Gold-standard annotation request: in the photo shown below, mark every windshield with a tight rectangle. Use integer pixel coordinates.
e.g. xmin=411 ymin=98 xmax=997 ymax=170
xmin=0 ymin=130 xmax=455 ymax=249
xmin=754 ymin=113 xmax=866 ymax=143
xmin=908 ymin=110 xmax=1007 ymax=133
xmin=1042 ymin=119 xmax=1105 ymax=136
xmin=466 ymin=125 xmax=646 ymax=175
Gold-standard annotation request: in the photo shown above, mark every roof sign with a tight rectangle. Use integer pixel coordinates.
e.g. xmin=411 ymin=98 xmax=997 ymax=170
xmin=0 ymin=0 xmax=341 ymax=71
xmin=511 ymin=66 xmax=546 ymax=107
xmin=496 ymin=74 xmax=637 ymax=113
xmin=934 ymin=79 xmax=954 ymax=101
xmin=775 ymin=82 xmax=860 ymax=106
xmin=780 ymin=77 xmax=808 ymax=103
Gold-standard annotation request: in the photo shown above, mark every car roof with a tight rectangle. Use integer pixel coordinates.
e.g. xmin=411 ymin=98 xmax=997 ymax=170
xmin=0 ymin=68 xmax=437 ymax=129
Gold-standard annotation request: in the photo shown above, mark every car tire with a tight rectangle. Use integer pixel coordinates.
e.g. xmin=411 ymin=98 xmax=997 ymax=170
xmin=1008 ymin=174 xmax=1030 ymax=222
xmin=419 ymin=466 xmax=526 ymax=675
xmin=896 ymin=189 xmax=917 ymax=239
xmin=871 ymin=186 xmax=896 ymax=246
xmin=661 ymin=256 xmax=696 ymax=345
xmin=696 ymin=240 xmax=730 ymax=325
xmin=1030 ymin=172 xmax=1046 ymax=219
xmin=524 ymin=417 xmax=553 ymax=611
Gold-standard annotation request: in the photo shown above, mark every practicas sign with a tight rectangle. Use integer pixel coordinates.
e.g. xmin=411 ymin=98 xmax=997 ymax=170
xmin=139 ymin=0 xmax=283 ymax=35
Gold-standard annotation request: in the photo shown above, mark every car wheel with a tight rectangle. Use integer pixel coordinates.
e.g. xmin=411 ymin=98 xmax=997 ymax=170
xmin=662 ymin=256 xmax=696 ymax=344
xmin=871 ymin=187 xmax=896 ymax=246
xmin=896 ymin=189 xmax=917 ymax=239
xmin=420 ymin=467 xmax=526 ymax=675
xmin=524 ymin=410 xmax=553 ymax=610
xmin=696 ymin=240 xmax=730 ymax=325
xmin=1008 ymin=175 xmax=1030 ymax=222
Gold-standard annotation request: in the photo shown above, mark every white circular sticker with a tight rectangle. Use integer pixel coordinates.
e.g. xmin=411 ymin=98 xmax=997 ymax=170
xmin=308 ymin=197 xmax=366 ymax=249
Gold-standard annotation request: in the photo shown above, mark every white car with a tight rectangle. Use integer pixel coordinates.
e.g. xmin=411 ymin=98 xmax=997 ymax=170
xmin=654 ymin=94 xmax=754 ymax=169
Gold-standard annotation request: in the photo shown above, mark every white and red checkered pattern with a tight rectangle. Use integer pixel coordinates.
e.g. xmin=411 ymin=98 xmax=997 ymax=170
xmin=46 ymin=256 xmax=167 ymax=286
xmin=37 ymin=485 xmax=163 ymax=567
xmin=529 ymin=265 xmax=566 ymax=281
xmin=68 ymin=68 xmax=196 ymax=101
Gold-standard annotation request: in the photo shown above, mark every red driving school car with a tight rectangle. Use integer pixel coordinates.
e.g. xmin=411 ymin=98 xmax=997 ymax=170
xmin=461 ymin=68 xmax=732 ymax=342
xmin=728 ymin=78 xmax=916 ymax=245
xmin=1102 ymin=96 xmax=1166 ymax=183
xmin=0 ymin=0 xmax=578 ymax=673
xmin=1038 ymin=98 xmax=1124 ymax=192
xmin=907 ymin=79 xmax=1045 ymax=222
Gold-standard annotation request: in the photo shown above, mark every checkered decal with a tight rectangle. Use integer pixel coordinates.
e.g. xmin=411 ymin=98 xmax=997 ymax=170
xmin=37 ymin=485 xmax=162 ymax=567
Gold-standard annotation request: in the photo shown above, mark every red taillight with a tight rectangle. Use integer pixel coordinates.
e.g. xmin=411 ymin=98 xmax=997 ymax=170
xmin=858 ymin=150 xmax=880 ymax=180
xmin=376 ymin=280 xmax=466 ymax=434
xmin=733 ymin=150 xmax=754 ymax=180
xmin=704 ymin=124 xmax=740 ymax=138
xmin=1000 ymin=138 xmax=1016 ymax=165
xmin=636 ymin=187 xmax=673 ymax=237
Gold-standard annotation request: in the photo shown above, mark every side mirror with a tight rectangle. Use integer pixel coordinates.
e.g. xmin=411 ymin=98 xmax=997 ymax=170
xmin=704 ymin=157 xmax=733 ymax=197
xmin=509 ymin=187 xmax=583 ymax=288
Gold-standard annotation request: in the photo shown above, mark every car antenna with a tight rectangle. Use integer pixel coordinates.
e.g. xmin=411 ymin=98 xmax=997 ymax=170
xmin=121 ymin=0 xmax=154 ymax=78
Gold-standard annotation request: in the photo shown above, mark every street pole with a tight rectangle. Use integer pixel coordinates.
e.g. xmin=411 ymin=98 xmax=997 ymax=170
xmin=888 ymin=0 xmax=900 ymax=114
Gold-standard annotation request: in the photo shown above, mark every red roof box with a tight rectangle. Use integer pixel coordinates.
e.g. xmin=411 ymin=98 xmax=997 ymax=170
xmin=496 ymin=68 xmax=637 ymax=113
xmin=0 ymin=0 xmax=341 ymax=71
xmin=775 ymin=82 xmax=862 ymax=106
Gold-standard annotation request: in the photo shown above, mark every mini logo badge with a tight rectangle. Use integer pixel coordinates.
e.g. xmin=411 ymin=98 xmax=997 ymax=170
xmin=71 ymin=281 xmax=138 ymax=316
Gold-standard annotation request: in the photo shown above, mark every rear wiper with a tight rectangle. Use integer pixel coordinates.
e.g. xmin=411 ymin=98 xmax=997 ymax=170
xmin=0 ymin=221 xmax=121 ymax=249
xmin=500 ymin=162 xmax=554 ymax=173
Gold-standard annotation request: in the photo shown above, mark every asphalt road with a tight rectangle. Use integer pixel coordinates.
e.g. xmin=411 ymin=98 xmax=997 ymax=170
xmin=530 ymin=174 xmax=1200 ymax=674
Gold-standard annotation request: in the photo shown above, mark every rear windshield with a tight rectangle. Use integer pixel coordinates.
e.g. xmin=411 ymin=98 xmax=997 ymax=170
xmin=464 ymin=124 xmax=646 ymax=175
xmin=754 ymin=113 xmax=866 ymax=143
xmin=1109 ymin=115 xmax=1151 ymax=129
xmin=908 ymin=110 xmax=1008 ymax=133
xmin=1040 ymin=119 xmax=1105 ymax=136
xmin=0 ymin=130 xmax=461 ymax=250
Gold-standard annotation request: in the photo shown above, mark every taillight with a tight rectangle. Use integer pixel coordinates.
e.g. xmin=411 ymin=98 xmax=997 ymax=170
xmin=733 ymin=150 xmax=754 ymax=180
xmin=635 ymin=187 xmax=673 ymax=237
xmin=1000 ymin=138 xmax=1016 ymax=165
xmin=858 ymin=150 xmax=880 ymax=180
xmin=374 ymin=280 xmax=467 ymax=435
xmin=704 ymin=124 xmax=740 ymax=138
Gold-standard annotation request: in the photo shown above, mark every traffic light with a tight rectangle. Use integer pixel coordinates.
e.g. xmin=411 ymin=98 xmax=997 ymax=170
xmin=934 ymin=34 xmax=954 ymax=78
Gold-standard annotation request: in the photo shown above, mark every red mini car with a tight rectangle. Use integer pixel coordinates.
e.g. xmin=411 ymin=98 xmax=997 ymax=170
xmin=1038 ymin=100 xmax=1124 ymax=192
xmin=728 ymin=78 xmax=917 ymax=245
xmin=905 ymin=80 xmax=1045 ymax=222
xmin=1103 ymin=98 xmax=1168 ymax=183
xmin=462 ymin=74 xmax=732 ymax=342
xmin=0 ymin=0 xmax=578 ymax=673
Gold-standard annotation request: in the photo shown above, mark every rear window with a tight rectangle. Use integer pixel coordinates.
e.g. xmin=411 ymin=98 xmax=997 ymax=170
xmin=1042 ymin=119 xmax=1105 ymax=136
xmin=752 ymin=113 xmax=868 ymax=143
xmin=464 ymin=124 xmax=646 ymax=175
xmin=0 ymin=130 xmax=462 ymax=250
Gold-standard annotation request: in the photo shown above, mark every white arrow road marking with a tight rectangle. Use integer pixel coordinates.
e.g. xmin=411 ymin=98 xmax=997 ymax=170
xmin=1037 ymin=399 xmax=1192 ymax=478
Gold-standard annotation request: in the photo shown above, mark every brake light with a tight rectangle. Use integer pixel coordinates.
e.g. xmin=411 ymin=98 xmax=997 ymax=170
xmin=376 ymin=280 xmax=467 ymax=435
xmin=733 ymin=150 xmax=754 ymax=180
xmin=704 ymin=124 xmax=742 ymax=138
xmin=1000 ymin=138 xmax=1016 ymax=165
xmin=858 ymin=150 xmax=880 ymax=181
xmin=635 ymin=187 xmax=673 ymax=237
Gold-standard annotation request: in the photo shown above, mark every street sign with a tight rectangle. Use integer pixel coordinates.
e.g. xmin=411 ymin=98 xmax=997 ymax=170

REQUIRED TASK: Retype the records above, starting at the line that contains "every street pole" and ending at the line that contains "xmin=888 ymin=0 xmax=900 ymax=114", both included.

SOLUTION BELOW:
Gold-standard annotation request: in the photo shown above, mark every street pole with a tight rectangle. Use integer pixel coordinates.
e.g. xmin=411 ymin=98 xmax=997 ymax=170
xmin=888 ymin=0 xmax=900 ymax=114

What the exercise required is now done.